** start Records supplied **
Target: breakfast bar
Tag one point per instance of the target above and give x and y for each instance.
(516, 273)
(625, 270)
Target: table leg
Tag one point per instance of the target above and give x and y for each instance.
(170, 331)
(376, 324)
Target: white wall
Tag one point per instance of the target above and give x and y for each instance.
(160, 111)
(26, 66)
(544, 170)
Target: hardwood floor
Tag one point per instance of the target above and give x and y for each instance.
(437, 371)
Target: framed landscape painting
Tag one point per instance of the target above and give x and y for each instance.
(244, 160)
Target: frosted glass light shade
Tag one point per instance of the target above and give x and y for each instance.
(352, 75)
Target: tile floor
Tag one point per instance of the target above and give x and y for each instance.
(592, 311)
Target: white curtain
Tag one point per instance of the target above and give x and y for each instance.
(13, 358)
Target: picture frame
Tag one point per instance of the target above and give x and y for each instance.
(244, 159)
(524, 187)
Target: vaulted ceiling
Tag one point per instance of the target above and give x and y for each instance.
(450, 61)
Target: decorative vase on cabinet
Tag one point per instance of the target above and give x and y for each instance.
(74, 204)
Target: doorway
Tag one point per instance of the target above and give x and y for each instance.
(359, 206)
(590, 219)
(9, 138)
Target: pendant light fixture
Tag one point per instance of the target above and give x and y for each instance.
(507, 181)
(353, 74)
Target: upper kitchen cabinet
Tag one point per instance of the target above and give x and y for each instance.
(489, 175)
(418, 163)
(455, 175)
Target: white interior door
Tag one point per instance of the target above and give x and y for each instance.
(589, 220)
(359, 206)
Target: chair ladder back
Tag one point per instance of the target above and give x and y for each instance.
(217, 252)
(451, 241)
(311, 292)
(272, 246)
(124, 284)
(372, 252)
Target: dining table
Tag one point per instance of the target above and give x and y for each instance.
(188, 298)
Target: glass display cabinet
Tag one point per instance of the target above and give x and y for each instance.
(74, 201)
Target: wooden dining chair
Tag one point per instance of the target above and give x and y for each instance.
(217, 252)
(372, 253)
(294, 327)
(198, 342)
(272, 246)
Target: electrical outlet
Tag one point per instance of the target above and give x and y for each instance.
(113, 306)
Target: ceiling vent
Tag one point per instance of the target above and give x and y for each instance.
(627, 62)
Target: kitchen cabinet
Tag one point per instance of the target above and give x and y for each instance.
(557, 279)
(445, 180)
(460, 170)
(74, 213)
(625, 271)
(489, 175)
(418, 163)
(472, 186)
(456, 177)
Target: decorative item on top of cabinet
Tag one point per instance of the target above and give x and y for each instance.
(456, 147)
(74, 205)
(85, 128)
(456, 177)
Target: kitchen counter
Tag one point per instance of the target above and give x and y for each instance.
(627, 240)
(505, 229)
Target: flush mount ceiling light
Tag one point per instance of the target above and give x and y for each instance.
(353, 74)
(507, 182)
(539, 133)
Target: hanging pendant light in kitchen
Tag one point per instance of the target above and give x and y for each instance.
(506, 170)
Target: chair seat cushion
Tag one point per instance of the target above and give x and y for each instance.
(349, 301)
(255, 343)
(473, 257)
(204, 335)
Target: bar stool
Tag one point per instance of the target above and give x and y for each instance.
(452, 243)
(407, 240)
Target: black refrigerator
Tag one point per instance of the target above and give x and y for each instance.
** end Records supplied **
• _Problem requirements_
Go through the listing above and restate it word for word.

• _Exercise answer_
Target: breakfast bar
Tag one point per instance of the target above and give x and y for each instance.
(516, 273)
(625, 270)
Target: table leg
Tag one point per instance of the target above and give x and y for each instance.
(170, 331)
(376, 324)
Target: white wall
Tag one point per instance of the target above and give x and y for each instance.
(160, 111)
(26, 66)
(544, 170)
Target: hardwood floor
Tag one point per instance of the target above and give x and y for each instance.
(437, 371)
Target: framed landscape painting
Tag one point per instance of the target above and give x and y for each instance.
(244, 160)
Target: frosted glass light shade
Tag one point per instance of the target above and give x and y for each instance.
(352, 75)
Target: tile floor
Tag one point per instance of the target above and give x and y for each instance.
(592, 311)
Target: white curtain
Tag one point per instance of the target above and give x and y for each instance.
(13, 358)
Target: picture frame
Tag one point per instance of the target above and give x and y for each instance.
(244, 159)
(524, 187)
Target: vaulted ceiling
Tag one point per instance of the target above and give x and y for each instance.
(450, 61)
Target: decorative vase on cabinet
Tag one point per instance of the target above and give x and y for each instance.
(74, 204)
Target: doorway
Tag one point per instance of the target above and give x and y for each instance.
(359, 206)
(590, 219)
(9, 138)
Target: pendant light fixture
Tag one point per instance of the target above and give x and y for each instance.
(507, 181)
(353, 74)
Target: upper kitchen cabinet
Tag one point per instance of the target above and give x and y for each instance.
(489, 175)
(418, 163)
(455, 175)
Target: white interior door
Tag one point per instance of the target above and give x and y for each instance.
(589, 220)
(359, 206)
Target: chair ladder back
Tag one point per instance of the target above and give x and y for each instance.
(217, 252)
(451, 241)
(311, 292)
(272, 246)
(124, 284)
(372, 252)
Target: dining table
Tag one point per instance of the target above and give x and y for each instance.
(188, 298)
Target: glass display cabinet
Tag one point per instance of the target above and give x and y for each instance.
(74, 201)
Target: wooden dining chair
Tag one point per instance of the target above and give x and y for each instance.
(217, 252)
(372, 253)
(294, 327)
(198, 342)
(272, 246)
Target: electrical outlet
Tag one point per instance of the target above and give x and y for each instance.
(113, 306)
Target: ceiling vent
Tag one point per instance of the target above and give x and y for each instance.
(627, 62)
Target: kitchen cabinet
Tag one point per instance of the target above and give x and y for each instance.
(557, 279)
(445, 180)
(460, 170)
(74, 213)
(625, 271)
(489, 175)
(418, 163)
(472, 186)
(456, 177)
Target: decorative item on top of cabinet
Tag one point per instance of the target above and give x and y for each instance.
(456, 147)
(74, 205)
(85, 128)
(456, 177)
Target: kitchen counter
Tag one point per instance of the target above and give x and y for each instance.
(627, 240)
(505, 229)
Target: flush mount ceiling light
Tag one point per instance of the target above and give x and y for each instance.
(353, 74)
(507, 182)
(539, 133)
Target: hanging pendant light in kitchen
Tag one point per instance of the target above and give x and y for each instance.
(506, 170)
Target: chair seat cushion
Tag one point per instance of the target above and give x and y for each instance.
(349, 301)
(255, 343)
(473, 257)
(204, 335)
Target: bar stool
Tag one point per instance of the target above and give x and y for each instance.
(452, 243)
(407, 240)
Target: black refrigerator
Tag one point per instance of the target above and give x and y for each instance.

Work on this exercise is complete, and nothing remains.